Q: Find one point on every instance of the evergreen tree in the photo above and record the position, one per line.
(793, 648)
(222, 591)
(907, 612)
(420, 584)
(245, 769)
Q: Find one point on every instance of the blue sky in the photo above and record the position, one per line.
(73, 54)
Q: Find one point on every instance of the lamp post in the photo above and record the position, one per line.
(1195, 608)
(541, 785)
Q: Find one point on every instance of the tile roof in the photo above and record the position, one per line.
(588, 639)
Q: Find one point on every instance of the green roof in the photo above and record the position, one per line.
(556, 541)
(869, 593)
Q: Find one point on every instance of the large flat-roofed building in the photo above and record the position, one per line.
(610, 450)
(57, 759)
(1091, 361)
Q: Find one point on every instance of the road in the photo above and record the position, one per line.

__________________________________________________

### SHORT TASK
Quote every line of the data, word for word.

### COMPLETE ANSWER
Q: Find one point on every instance of the evergreen tree in the photo above and record the position, one per line.
(793, 648)
(222, 591)
(907, 612)
(420, 584)
(245, 769)
Q: Find one point on every instance of the blue sky in the photo above and record the position, one per line.
(73, 54)
Q: Find one point on every instance of the lamp post in the photo above and record the position, one per line.
(1195, 608)
(541, 785)
Q: Find one point on every instance of the tile roof in the photo above and record the position, one per line.
(588, 639)
Q: Find one point on every instance of the green roof in the photo above and record the position, one per line.
(556, 541)
(869, 593)
Q: Find one point on every instance of the large flat-roofed building in the photo above and record the position, one per line.
(610, 450)
(57, 759)
(1091, 361)
Q: Find one point on every instance of the road in the photo above and record the position, one per line.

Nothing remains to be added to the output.